◆ WHAT IS REQUIRED
Please reproduce the material below word for word, changing nothing.

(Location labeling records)
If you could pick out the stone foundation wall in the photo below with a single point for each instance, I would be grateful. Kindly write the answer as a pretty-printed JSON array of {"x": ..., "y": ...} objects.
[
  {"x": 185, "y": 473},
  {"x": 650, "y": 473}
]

◆ WORKED SOLUTION
If you could pick out the stone foundation wall in the photo below with a single point for each instance, I would be grateful. Kindly write the answer as a pretty-printed JSON array of {"x": ..., "y": ...} objects.
[
  {"x": 185, "y": 473},
  {"x": 650, "y": 473}
]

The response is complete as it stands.